(Stored records)

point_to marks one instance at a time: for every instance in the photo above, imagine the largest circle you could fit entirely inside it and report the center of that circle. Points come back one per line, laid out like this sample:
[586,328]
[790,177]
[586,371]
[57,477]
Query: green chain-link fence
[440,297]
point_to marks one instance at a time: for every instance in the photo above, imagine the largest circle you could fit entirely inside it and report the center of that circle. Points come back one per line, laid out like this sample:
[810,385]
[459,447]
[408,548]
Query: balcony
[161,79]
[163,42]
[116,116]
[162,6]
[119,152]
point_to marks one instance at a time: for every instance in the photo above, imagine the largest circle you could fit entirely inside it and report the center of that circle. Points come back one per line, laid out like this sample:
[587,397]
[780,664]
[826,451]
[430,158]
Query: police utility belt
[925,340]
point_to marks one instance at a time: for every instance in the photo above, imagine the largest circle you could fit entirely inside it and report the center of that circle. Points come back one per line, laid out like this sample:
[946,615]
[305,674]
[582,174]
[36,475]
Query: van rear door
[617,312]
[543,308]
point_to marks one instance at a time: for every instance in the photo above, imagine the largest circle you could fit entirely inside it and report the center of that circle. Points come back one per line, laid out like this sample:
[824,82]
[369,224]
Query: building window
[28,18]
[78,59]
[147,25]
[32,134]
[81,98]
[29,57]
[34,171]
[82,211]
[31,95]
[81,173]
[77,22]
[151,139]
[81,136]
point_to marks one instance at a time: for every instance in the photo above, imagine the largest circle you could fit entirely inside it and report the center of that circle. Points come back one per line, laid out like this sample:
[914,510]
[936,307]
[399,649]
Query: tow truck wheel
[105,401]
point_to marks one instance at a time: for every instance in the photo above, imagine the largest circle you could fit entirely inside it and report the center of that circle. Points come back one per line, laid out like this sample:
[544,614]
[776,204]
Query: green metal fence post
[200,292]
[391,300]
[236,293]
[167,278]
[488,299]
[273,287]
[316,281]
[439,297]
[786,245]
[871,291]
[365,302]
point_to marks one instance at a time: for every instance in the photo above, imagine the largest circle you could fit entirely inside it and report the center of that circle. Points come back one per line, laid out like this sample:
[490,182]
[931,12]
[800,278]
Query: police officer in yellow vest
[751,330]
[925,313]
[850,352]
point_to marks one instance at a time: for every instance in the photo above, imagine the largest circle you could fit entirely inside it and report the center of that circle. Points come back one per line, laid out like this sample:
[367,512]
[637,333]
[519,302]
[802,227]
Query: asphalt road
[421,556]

__Brief__: Retype every record above exactly.

__Solution to this task__:
point_to marks one instance at a time: for every instance in the photo above, imagine the largest circle you could fit entirely inside it and report the center of that circle. Points come back one per line, laid out like this sample:
[586,328]
[790,177]
[586,371]
[57,477]
Query: green chain-link fence
[440,297]
point_to marks one instance at a time: for every instance in the photo above, imagine the largest circle you could fit entirely inside it and report the center of that circle. Points come back one per line, laid out like this sample:
[810,385]
[459,447]
[408,548]
Query: balcony
[161,79]
[163,42]
[116,116]
[162,6]
[119,152]
point_to marks one instance at a time: for every instance in the photo above, imagine the largest circle you could fit entirely inside it and report the center of that circle. Points come back one per line, laid out like this sample:
[587,397]
[780,664]
[826,451]
[430,158]
Query: police utility belt
[925,340]
point_to marks one instance at a time: for every instance in the photo above, imagine the largest circle you could fit entirely inside it and report the center of that circle. Points come back one per line, laid out like this sample:
[946,615]
[305,674]
[582,174]
[36,475]
Query: van rear door
[617,312]
[543,308]
point_to marks one instance at a time: for every instance in the photo above, imagine the largest circle you could fit entirely inside it and report the center of that circle. Points come back one per line, laid out like this sample:
[824,82]
[369,224]
Query: building window
[28,18]
[78,59]
[147,25]
[32,134]
[81,98]
[29,57]
[34,171]
[82,211]
[31,95]
[81,173]
[77,22]
[151,139]
[81,136]
point_to marks one instance at a time: for every instance in the photo above, imagine the largest circle you could fit entirely inside it and report the center of that circle. Points come back one per line, laid out like this sample:
[914,510]
[936,307]
[399,649]
Query: tow truck wheel
[105,401]
point_to marks one instance at a time: for every instance in the photo above, imagine the largest circle you could fit entirely inside it and report the center of that circle. Points come back one per line, laid out like this sample:
[544,614]
[776,204]
Query: green metal fence post
[200,292]
[391,300]
[236,293]
[167,278]
[488,299]
[273,287]
[316,281]
[439,297]
[786,245]
[871,291]
[365,302]
point_to marks one instance at a time: for every instance in the photo above, imagine the largest circle you could fit entirely inside it and report the center of that circle. Points come back one per line, laid out like this sample:
[490,182]
[931,12]
[800,278]
Query: police officer in yellow vest
[751,330]
[925,313]
[850,352]
point_to marks one instance at a time: for every instance in the photo above, imagine the largest circle you could fit entirely inside it and report the center of that circle. Points come back one per line, laid out like this sample:
[367,512]
[637,333]
[519,302]
[802,227]
Query: asphalt road
[421,556]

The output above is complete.